現代音楽への関心やオーケストラの打楽器に所属していた経験から、1960〜70年代の美術史研究を経て、現代における人間や「もの」の複雑な振る舞い、関係性、有限性に焦点を当てた作品を発表している。美術や音楽に関するほとんどすべての技術を独学で習得した上で、レディ・メイドの道具や機材、その機能を実際に利用し組み合わせたサウンド・アート、インスタレーション・アートを主軸に表現しているほか、ミュージシャン「Mus’c」(ムスク)としても活動。

近年の展示に、個展「独奏・曲・のための・奏者」(あをば荘/東京)、個展「ものたちは、歌い、蔑み、愛し合った」(千葉市民ギャラリー・いなげ/旧神谷傳兵衛稲毛別荘/千葉)、「SICF23 EXHIBITION部門 受賞者展」 (スパイラル/東京)、「ZOU-NO-HANA FUTURE SCAPE PROJECT 2022」(象の鼻テラス/横浜)など。
• • • • • • •
## 取り組む課題
• A. 提示文について、次の問いに答えよ。
(i) 作品の主軸となっている表現形式は何か。
(ii) ミュージシャンとして活動するときの名義は何か。
(iii) 個展「独奏・曲・のための・奏者」の会場はどこか。
• B. 提示文のうち、「現代音楽への関心やオーケスト」で始まり「c」(ムスク)としても活動。」で終わる部分を一字も変えずに書き写してください。
• C. 作家を紹介する提示文の続きを、最後の文の後から書け。
この後に続く一覧は、どの課題にも使わない。

## 参照資料
• • • • • • •
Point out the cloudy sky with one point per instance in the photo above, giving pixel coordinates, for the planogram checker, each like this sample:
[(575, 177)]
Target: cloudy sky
• • • • • • •
## 課題の解答
• A.
(i) サウンド・アートとインスタレーション・アート
(ii) 「Mus’c」(ムスク)
(iii) あをば荘(東京)

• B.
現代音楽への関心やオーケストラの打楽器に所属していた経験から、1960〜70年代の美術史研究を経て、現代における人間や「もの」の複雑な振る舞い、関係性、有限性に焦点を当てた作品を発表している。美術や音楽に関するほとんどすべての技術を独学で習得した上で、レディ・メイドの道具や機材、その機能を実際に利用し組み合わせたサウンド・アート、インスタレーション・アートを主軸に表現しているほか、ミュージシャン「Mus’c」(ムスク)としても活動。

• C.
「ClafT(中央線芸術祭)」に2021年から参加・出展。また「SICF23」大巻伸嗣賞、「第二回ISAC国際作曲コンテスト」Special Prize (Special Mentioned)、「島村楽器 録れコン2022」グランプリなど、展示/受賞多数。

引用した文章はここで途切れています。